SOURCE TEXT:

++++++++

PBS taps Omneon
PBS, following the lead of one of its member stations, has chosen Omneon as video-server provider for its new technical operations center (TOC) in Alexandria, Va.
When Keith Massie, WHRO-TV Norfolk, Va., chief technology officer, decided that his station would take a leap with the Omneon Media Server, he had little more than faith that the decision was right. The subsequent PBS decision gives Massie and WHRO-TV a sense that their faith was well-placed.
John Tollefson, PBS Engineering and Technical Services vice president and chief technology officer, says the decision to go with Omneon was hard. PBS began evaluations of servers from 13 different manufacturers in January, and a technical analysis got that number down to five right after NAB.
"From a technical point of view, most of the 13 could provide the base needs," Tollefson says, "but the issue came down to what do we think is going to happen in the future, projecting our needs and where the [supplier] is going."

++++++++

DATASET CONTENT:
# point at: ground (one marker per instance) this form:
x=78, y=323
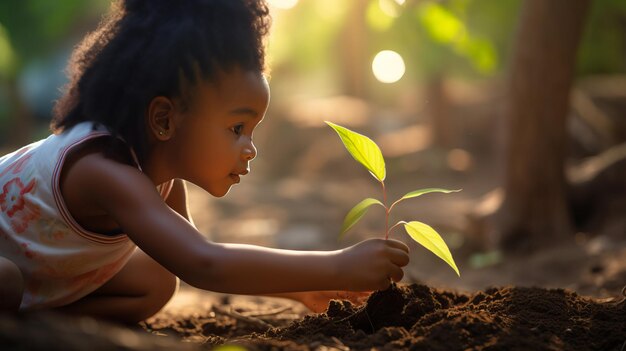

++++++++

CHALLENGES:
[1] Using the PBS article, answer each question briefly.
(a) Where is PBS's new technical operations center located?
(b) Who is the chief technology officer of WHRO-TV?
(c) From how many manufacturers did PBS begin evaluating servers in January?
[2] Extract the passage of the PBS article between "John Tollefson, PBS" and "right after NAB.", inclusive, copying it word for word.
[3] State whether each statement agrees with the PBS article, answering yes or no and quoting the words that decide it.
(a) A technical analysis narrowed the field of manufacturers to five right after NAB.
(b) Tollefson says the decision to go with Omneon was easy.
(c) According to Tollefson, only a few of the 13 manufacturers could provide the base needs.

ANSWERS PROVIDED:
[1]
(a) Alexandria, Va.
(b) Keith Massie
(c) 13

[2]
John Tollefson, PBS Engineering and Technical Services vice president and chief technology officer, says the decision to go with Omneon was hard. PBS began evaluations of servers from 13 different manufacturers in January, and a technical analysis got that number down to five right after NAB.

[3]
(a) Yes: "a technical analysis got that number down to five right after NAB"
(b) No: "says the decision to go with Omneon was hard"
(c) No: "most of the 13 could provide the base needs"